WHAT NEEDS TO BE DONE –
Rewrite the data from the line containing "For each instance of the black background, drop" through the end of the data, both ends included, multiplying each marker coordinate in the answers by 1.75 and rounding to whole numbers, with halves rounded up. Keep the requests and their sample forms unchanged, and leave out the pictures.
====== EXERCISE INPUT ======
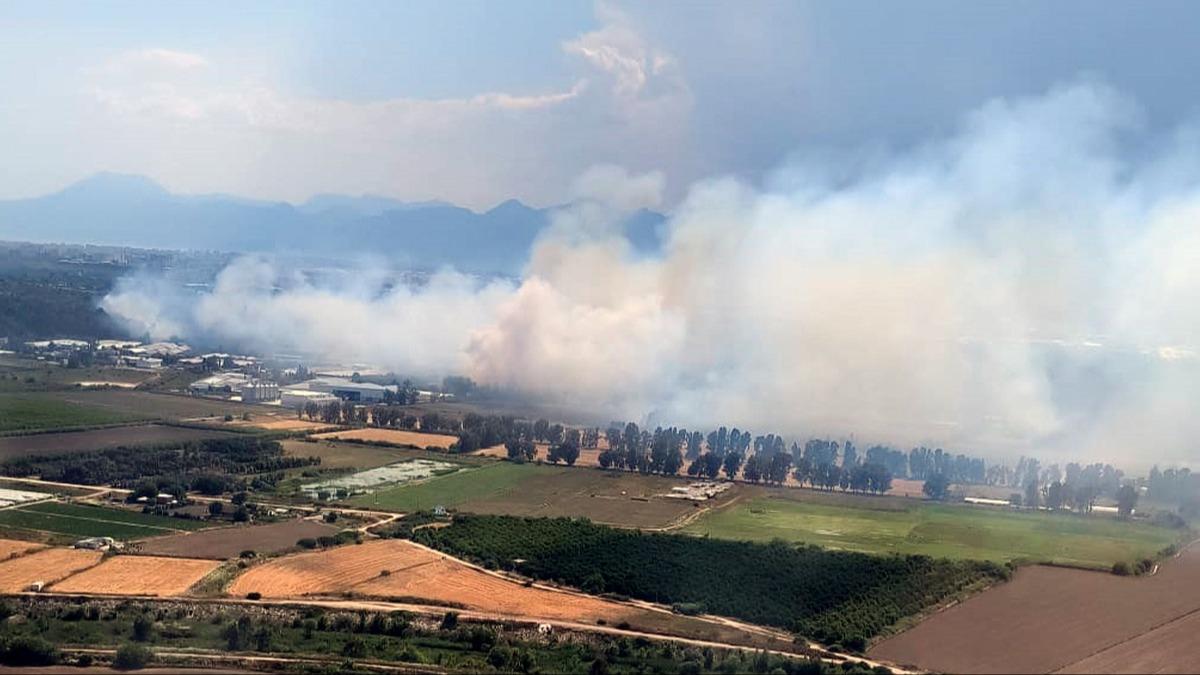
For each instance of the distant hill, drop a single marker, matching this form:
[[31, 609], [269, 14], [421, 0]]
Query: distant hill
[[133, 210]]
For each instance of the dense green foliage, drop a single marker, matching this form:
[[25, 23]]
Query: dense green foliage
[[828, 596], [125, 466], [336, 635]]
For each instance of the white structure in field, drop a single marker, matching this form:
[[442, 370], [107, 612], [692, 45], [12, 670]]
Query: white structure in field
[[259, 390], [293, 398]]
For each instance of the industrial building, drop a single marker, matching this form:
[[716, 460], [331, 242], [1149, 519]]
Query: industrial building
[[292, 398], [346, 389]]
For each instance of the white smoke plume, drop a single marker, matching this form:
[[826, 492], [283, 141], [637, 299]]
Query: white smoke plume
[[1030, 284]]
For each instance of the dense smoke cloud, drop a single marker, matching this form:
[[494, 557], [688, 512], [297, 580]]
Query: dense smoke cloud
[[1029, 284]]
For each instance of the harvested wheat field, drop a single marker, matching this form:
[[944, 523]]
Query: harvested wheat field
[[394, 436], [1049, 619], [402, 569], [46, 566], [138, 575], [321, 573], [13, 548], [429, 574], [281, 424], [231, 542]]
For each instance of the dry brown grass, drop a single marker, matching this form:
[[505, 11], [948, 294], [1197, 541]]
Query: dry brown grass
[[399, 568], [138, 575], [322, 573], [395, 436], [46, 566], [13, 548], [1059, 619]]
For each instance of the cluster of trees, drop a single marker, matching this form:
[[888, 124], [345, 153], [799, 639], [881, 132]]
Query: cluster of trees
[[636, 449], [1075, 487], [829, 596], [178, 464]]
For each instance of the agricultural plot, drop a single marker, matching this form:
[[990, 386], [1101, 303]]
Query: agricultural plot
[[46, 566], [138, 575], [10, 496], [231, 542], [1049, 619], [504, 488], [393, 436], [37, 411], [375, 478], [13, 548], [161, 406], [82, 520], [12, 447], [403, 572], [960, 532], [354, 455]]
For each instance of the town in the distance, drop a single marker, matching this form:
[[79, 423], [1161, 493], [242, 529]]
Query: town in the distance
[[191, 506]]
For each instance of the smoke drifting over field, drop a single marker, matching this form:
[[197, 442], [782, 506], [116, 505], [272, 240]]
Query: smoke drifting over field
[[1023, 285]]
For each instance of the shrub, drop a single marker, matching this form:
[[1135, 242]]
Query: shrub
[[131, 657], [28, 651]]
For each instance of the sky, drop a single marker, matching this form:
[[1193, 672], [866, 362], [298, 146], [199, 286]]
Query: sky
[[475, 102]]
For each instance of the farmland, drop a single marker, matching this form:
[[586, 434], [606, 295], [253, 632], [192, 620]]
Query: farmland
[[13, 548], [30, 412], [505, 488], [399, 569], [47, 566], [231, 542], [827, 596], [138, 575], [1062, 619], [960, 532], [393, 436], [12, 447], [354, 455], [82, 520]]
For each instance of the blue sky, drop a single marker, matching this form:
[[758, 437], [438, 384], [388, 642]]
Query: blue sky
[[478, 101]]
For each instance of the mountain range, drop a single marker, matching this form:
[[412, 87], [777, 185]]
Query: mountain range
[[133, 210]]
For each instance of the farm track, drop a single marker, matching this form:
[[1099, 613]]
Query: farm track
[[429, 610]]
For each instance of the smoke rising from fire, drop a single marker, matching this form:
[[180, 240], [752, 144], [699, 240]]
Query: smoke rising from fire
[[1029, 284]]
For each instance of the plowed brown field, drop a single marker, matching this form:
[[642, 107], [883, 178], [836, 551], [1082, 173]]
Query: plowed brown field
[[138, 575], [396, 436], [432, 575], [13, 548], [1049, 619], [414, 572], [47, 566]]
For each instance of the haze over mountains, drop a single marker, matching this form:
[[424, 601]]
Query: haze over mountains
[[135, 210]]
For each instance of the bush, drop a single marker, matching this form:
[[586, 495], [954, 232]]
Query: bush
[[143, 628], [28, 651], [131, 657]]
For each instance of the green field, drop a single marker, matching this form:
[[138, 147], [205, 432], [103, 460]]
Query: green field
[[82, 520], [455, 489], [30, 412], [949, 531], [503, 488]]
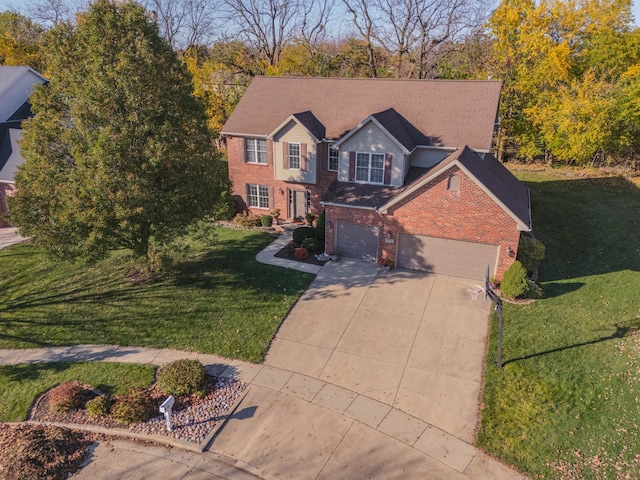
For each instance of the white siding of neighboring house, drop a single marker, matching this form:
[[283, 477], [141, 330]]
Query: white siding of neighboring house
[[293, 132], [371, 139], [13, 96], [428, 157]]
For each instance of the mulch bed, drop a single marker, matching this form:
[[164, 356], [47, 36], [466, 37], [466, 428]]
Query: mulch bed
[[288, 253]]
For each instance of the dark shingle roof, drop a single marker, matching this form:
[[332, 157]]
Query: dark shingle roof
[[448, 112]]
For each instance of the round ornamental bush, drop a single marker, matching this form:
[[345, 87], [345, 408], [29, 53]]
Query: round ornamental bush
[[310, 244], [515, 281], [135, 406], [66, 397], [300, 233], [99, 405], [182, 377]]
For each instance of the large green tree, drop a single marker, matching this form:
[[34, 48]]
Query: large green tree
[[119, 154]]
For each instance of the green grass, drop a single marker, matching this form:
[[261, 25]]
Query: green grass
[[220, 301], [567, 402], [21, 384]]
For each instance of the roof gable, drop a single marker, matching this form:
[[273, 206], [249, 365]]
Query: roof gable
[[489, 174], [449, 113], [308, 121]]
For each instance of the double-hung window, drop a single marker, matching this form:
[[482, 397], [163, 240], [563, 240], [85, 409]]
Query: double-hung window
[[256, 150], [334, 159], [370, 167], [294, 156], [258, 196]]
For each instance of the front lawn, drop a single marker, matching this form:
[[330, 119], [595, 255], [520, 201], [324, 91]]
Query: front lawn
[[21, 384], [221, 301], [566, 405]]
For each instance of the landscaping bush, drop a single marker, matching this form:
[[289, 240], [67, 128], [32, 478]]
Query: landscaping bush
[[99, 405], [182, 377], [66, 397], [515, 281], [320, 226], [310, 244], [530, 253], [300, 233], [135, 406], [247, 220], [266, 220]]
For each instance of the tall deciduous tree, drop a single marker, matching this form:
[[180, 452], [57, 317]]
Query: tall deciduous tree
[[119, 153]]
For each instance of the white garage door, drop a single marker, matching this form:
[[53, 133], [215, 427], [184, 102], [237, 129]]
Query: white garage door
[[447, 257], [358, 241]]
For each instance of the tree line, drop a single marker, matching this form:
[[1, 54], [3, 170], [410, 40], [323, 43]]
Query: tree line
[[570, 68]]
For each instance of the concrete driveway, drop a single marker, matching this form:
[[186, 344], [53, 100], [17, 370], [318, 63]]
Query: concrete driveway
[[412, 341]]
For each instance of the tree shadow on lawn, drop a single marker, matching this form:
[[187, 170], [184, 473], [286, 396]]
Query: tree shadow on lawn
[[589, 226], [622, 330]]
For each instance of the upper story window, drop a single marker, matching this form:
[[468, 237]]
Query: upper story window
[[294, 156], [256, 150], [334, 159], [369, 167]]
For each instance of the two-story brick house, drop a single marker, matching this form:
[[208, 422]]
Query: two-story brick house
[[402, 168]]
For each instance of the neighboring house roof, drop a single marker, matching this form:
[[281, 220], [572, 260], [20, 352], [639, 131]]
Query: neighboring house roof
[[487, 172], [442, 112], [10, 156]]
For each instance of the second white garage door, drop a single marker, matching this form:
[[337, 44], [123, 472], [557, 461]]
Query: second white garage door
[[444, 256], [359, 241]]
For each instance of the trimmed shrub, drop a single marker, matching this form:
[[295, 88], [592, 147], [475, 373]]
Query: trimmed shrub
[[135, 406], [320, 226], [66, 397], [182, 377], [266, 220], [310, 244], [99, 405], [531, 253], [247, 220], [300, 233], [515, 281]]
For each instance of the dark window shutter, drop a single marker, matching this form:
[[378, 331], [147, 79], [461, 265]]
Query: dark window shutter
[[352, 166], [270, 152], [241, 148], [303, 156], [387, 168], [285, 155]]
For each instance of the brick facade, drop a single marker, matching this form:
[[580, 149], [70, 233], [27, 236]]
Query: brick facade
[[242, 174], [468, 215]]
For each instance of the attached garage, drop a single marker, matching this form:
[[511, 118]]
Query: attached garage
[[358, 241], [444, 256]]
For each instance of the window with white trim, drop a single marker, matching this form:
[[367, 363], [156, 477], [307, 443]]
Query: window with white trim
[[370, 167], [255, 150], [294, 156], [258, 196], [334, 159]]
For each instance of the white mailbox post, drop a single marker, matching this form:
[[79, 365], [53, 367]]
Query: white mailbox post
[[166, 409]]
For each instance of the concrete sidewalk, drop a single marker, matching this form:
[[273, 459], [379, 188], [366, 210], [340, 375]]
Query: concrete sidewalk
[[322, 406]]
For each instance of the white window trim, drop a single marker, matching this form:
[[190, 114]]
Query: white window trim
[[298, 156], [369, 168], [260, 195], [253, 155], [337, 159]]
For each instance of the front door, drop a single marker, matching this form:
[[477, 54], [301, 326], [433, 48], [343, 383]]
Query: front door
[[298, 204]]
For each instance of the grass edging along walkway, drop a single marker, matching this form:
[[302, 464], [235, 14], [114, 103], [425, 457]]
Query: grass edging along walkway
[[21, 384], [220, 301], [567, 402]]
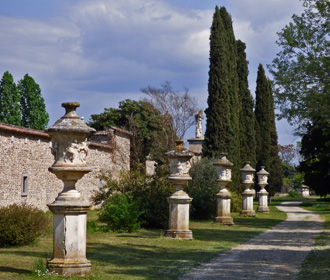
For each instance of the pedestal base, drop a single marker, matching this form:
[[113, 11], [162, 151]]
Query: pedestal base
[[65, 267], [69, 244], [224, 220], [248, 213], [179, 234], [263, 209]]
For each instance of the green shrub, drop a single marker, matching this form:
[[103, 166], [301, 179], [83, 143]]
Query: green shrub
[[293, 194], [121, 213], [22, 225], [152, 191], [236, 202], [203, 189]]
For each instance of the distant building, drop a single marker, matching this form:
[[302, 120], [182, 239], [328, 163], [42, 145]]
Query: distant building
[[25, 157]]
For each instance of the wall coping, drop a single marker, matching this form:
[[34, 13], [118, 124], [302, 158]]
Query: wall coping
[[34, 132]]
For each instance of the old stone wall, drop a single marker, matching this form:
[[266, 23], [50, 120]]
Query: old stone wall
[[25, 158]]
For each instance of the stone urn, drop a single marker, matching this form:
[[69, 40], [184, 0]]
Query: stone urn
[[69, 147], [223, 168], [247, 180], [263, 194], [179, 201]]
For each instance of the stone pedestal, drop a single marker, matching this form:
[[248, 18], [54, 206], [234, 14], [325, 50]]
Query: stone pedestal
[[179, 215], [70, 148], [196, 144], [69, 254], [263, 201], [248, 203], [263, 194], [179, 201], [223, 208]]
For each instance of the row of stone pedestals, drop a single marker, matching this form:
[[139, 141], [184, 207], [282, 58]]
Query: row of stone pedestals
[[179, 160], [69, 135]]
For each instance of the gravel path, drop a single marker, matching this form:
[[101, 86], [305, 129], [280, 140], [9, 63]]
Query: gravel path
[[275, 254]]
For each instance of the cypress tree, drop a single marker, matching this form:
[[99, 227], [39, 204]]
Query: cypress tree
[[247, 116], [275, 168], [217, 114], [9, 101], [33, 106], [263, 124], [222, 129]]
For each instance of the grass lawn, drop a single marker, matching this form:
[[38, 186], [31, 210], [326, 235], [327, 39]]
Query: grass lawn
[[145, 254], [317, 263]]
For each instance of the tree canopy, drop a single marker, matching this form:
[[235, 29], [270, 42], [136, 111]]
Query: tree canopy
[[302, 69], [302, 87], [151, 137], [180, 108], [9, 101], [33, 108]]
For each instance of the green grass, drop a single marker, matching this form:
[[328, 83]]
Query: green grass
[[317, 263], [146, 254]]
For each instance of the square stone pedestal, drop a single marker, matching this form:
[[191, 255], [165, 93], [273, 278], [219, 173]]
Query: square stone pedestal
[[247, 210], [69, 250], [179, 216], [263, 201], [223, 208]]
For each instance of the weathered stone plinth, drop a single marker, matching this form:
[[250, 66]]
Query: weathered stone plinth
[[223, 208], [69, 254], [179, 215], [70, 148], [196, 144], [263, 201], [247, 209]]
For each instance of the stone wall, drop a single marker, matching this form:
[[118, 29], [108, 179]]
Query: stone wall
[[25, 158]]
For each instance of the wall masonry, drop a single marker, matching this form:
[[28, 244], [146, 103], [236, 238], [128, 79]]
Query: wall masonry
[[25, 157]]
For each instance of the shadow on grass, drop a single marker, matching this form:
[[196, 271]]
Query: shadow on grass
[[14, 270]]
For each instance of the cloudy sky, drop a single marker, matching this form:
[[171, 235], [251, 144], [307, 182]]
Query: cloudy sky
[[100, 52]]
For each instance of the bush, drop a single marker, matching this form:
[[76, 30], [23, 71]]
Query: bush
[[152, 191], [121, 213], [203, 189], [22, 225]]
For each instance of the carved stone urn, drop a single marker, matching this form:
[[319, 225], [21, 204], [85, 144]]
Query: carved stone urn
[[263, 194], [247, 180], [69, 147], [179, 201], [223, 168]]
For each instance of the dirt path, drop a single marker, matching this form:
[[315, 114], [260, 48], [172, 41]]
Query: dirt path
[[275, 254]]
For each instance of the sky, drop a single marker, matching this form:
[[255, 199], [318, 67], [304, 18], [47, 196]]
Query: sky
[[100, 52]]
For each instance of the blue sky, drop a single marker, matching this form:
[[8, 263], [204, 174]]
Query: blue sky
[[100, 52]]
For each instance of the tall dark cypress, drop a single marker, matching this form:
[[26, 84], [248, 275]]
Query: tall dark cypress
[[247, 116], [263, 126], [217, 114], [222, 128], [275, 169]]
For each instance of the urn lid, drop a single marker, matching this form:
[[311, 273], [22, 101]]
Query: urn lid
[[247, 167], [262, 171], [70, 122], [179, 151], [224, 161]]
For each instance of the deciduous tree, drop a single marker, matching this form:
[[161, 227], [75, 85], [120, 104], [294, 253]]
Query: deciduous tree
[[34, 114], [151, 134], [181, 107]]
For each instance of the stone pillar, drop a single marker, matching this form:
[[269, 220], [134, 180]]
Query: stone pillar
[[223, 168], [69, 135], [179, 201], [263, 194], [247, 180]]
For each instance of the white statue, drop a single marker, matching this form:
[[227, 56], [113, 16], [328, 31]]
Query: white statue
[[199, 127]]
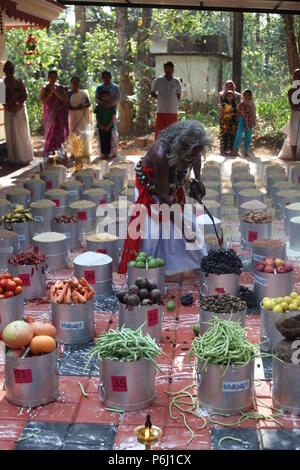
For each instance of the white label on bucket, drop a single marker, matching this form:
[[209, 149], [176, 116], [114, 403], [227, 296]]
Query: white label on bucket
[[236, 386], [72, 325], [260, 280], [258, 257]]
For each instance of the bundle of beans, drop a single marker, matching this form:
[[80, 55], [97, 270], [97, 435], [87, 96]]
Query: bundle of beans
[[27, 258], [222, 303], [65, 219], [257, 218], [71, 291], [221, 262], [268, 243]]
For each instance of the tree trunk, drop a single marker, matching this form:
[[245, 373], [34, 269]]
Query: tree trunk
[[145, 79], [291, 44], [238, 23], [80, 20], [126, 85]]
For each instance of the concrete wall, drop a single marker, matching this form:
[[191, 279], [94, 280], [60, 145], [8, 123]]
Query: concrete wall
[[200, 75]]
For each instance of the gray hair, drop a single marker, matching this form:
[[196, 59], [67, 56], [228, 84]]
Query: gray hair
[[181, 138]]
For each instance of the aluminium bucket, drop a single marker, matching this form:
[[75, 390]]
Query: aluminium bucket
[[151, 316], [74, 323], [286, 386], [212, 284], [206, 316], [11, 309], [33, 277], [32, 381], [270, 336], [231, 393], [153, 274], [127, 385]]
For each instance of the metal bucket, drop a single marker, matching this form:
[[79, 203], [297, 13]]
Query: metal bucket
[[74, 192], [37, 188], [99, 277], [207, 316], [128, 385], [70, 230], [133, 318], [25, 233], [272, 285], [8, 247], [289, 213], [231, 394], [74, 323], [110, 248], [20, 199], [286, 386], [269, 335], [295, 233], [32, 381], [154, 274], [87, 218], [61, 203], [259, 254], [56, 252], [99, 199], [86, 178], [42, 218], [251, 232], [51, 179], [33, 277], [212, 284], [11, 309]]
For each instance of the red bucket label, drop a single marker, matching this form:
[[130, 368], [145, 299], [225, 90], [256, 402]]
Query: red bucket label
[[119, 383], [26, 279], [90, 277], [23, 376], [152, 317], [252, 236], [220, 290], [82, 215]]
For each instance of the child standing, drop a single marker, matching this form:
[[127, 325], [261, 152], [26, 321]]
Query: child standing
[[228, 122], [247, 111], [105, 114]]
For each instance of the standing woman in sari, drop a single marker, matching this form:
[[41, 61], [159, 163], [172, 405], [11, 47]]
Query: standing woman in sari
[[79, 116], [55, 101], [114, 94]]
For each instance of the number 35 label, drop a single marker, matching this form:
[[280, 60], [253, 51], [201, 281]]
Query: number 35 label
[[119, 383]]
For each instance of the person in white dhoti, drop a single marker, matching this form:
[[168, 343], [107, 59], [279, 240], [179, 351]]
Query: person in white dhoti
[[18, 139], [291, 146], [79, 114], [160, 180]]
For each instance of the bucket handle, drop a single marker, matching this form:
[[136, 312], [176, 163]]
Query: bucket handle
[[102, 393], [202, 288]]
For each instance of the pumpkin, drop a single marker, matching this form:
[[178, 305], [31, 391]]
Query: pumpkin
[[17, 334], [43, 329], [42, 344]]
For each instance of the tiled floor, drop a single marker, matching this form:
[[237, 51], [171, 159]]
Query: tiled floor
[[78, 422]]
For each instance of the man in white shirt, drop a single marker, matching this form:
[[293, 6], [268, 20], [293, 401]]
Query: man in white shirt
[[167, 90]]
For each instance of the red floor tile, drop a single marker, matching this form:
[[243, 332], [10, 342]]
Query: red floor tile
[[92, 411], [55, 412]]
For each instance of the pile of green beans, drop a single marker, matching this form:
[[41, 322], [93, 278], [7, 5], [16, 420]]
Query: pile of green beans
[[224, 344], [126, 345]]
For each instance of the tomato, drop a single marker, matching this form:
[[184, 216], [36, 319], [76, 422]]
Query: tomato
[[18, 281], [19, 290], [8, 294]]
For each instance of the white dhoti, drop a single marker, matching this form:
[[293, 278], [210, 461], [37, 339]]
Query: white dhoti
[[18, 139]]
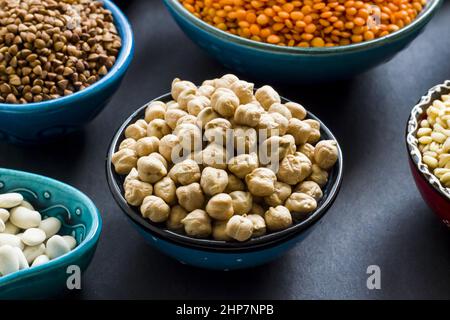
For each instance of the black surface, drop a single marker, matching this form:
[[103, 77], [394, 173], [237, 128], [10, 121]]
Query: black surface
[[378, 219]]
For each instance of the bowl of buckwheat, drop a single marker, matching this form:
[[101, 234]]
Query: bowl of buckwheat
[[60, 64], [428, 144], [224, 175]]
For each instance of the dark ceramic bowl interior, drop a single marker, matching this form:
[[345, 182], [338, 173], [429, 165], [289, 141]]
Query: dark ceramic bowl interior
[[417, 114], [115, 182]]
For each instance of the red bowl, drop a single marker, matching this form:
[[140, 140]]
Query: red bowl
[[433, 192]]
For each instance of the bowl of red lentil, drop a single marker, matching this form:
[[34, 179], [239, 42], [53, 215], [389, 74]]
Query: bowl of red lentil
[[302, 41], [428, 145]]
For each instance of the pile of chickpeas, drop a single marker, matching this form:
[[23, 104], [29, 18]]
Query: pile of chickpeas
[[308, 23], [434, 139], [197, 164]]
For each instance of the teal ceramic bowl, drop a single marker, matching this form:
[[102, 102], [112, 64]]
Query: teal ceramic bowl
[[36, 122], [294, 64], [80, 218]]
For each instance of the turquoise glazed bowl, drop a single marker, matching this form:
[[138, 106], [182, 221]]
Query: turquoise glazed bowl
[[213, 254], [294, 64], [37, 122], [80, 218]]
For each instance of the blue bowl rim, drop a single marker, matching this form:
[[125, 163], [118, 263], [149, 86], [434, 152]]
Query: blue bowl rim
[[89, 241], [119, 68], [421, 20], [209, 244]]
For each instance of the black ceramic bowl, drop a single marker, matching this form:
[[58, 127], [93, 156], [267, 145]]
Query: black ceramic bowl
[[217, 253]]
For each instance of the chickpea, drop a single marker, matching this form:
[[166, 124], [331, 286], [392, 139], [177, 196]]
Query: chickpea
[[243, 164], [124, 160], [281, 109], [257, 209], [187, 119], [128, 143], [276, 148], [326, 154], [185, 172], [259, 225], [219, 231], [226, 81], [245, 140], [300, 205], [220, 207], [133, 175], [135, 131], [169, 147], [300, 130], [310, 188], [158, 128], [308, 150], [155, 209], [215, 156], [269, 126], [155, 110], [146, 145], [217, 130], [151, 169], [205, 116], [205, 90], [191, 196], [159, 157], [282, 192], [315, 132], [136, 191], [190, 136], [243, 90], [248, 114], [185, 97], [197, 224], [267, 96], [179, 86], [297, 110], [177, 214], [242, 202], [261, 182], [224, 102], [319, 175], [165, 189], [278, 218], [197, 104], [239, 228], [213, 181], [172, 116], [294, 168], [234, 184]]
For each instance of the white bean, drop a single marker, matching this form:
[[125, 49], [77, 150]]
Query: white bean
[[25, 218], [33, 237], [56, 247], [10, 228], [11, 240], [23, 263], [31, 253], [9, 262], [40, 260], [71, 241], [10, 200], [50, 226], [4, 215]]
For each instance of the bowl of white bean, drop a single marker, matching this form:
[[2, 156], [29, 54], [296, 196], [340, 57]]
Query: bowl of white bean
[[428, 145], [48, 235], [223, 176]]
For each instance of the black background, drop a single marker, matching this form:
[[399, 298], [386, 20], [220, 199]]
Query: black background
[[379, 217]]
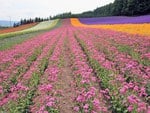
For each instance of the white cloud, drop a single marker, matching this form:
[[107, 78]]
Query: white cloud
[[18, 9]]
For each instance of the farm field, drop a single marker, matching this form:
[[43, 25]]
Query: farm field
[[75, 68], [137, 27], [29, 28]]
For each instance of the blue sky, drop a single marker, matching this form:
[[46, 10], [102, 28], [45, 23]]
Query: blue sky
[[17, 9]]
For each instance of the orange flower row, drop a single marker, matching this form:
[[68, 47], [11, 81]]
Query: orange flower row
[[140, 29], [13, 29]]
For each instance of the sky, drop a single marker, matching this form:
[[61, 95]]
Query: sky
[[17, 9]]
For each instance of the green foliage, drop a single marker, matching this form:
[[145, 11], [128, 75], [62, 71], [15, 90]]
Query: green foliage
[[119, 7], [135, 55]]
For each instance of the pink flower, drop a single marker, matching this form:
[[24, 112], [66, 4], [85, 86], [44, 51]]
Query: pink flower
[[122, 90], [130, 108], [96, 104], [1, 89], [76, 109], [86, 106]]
======
WRITTEN SOLUTION –
For each instance of the black background, drop a single marker, matching this form:
[[399, 298], [386, 20], [220, 199]]
Query: black background
[[663, 380]]
For each instance of the white cloud, drop a single marker, matching this form:
[[107, 78]]
Query: white cloud
[[32, 16]]
For each instance of the farm field, drop a single marker, matching this form:
[[43, 25]]
Query: farm field
[[131, 119], [240, 47], [51, 49]]
For each instance of the blue sky, drop a single marker, matching this form:
[[46, 10], [102, 28], [45, 23]]
Query: blue sky
[[30, 16]]
For each instance of the orange flower row, drop a single marker, matching this form:
[[68, 47], [11, 81]]
Query: orange flower row
[[245, 51], [23, 51]]
For each instance of the sky, drop a single marker, matching this form:
[[61, 95]]
Query: sky
[[30, 16]]
For each instance of the green foliage, drop a single marker, matching this form:
[[145, 11], [128, 75], [62, 71], [15, 90]]
Query: green foliage
[[208, 12], [236, 96]]
For each instance of the pink flower, drop a single marker, matching this form:
[[24, 112], [66, 4], [85, 86], [44, 51]]
Query: pink flower
[[214, 158], [228, 189], [168, 182], [2, 156], [133, 191], [151, 186]]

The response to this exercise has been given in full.